> What to work on
Lift out all lines below that contain "query".

•••

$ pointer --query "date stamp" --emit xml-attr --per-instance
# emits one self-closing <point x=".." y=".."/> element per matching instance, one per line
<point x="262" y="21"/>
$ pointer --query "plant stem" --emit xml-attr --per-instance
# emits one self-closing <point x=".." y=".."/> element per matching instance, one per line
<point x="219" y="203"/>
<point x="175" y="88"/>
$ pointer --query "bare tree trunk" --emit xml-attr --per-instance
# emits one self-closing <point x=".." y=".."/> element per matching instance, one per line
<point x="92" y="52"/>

•••

> Answer section
$ pointer --query "date stamp" --emit xml-attr --per-instance
$ pointer --query "plant stem" --emit xml-attr --per-instance
$ pointer --query "bare tree trunk" --emit xml-attr --per-instance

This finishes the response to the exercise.